• Data records
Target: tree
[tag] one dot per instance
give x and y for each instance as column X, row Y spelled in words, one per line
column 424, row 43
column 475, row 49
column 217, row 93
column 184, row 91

• Task
The records above should be restated word for word in their entirety.

• Answer below
Target: tree
[tag] one dot per instance
give x and y for each instance as column X, row Y spelled in words, one per line
column 424, row 43
column 475, row 49
column 217, row 93
column 184, row 91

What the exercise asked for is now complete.